(Material provided)
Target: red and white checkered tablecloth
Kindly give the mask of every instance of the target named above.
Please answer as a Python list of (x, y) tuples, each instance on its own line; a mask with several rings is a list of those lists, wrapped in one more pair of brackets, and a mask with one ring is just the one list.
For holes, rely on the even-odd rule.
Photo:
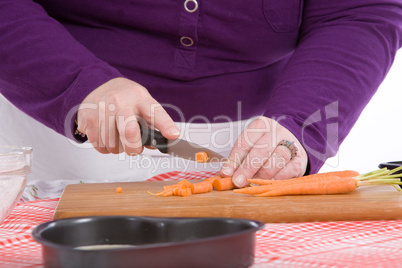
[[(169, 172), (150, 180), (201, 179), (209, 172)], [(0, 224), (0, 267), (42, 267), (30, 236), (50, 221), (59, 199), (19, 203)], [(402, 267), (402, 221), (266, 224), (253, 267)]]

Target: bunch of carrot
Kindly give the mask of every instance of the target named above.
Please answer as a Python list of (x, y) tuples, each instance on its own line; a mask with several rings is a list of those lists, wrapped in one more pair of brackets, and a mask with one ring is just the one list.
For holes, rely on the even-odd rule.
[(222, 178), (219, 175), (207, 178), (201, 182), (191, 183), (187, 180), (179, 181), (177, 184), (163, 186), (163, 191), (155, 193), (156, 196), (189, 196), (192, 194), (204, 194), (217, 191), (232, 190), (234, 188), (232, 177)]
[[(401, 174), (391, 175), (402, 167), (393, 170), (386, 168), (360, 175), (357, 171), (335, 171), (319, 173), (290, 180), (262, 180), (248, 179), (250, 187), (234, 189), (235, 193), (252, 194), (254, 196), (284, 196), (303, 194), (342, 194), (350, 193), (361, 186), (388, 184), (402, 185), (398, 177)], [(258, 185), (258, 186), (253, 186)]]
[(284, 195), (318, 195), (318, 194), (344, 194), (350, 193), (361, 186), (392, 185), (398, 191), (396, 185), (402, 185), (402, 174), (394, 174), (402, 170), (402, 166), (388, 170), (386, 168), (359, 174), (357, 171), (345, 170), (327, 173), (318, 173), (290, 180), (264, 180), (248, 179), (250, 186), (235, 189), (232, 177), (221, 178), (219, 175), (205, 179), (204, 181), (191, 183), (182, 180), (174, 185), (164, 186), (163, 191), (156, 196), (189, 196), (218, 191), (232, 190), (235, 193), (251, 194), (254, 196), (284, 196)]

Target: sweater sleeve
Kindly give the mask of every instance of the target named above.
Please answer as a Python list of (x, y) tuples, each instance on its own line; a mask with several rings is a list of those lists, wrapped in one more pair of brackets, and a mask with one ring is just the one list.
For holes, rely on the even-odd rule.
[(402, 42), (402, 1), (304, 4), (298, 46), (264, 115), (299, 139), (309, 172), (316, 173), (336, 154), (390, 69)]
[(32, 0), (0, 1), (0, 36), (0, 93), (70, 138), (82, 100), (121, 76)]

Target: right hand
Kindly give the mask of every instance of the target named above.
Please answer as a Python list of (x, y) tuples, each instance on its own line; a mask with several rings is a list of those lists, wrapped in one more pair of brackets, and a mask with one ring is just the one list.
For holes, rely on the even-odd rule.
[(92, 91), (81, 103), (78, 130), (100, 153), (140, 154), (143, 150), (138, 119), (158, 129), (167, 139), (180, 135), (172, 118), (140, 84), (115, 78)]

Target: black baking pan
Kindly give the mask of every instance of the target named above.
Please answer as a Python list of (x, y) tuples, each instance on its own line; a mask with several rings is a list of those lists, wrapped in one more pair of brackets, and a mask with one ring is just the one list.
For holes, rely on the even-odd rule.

(Your assignment)
Would you print the listing above in full, exactly, but with no pictures?

(Exercise output)
Target: red and white checkered tablecloth
Kindly give the mask of every instance of the target named above.
Please answer as a Python list of (x, y) tuples, each instance on its own line; a mask with several rings is a list of those lists, wrapped in one more pair of brackets, and a mask with one ring is just the one list.
For holes, rely on the even-odd rule.
Photo:
[[(169, 172), (150, 180), (201, 179), (209, 172)], [(0, 224), (0, 267), (42, 267), (30, 236), (50, 221), (59, 199), (19, 203)], [(402, 267), (402, 221), (266, 224), (253, 267)]]

Target: bunch of carrot
Kindly give the mask of every instance of the target named above.
Please answer as a Python list of (x, y) tuples, each instance on its own line; a mask with several rings is a list of those lists, wrapped in one more pair of brackets, and a mask with one ring is just the one list.
For holes, rely on the even-odd rule.
[(222, 178), (219, 175), (207, 178), (201, 182), (191, 183), (187, 180), (179, 181), (177, 184), (163, 186), (163, 191), (155, 193), (156, 196), (189, 196), (192, 194), (204, 194), (217, 191), (232, 190), (234, 188), (232, 177)]
[[(401, 174), (391, 175), (402, 167), (393, 170), (386, 168), (360, 175), (357, 171), (335, 171), (319, 173), (290, 180), (262, 180), (248, 179), (250, 187), (234, 189), (235, 193), (252, 194), (254, 196), (284, 196), (303, 194), (342, 194), (350, 193), (361, 186), (388, 184), (402, 185), (398, 177)], [(258, 185), (258, 186), (253, 186)]]
[(284, 195), (318, 195), (318, 194), (344, 194), (350, 193), (361, 186), (392, 185), (398, 191), (396, 185), (402, 185), (402, 174), (394, 174), (402, 170), (402, 166), (388, 170), (386, 168), (359, 174), (357, 171), (345, 170), (327, 173), (318, 173), (290, 180), (264, 180), (248, 179), (250, 186), (235, 189), (232, 177), (221, 178), (219, 175), (205, 179), (204, 181), (191, 183), (182, 180), (174, 185), (164, 186), (163, 191), (156, 196), (189, 196), (218, 191), (232, 190), (235, 193), (251, 194), (254, 196), (284, 196)]

Target: sweater sleeve
Kindly give the mask of every instance of the target named above.
Please answer as a Python list of (x, y) tuples, each instance on its own line; a mask with several rings is a list of those lists, wrapped in one more pair of brackets, and a mask with one ring is just the one list.
For holes, rely on the even-odd rule.
[(402, 42), (402, 1), (304, 4), (298, 46), (264, 115), (299, 139), (309, 172), (316, 173), (336, 154), (390, 69)]
[(32, 0), (0, 1), (0, 36), (0, 93), (70, 138), (82, 100), (121, 76)]

Target: right hand
Kindly give the mask of every instance of the target named above.
Please answer as a Python list of (x, y) tuples, each instance on its own line; a mask with several rings is a list of those lists, wrapped in one more pair of brackets, and a mask with one ring is just the one list.
For holes, rely on the even-odd rule.
[(92, 91), (81, 103), (78, 130), (100, 153), (140, 154), (143, 150), (138, 119), (158, 129), (167, 139), (180, 135), (172, 118), (140, 84), (115, 78)]

Target: black baking pan
Kindly give the mask of every instance of the target named above.
Please answer as a Python list of (x, y) tuples, each instance on its own line; a mask with several rings is a list of those lists, wrapped in one more pair of brackets, and a mask with one ring is just the one list.
For holes, rely on the even-odd rule.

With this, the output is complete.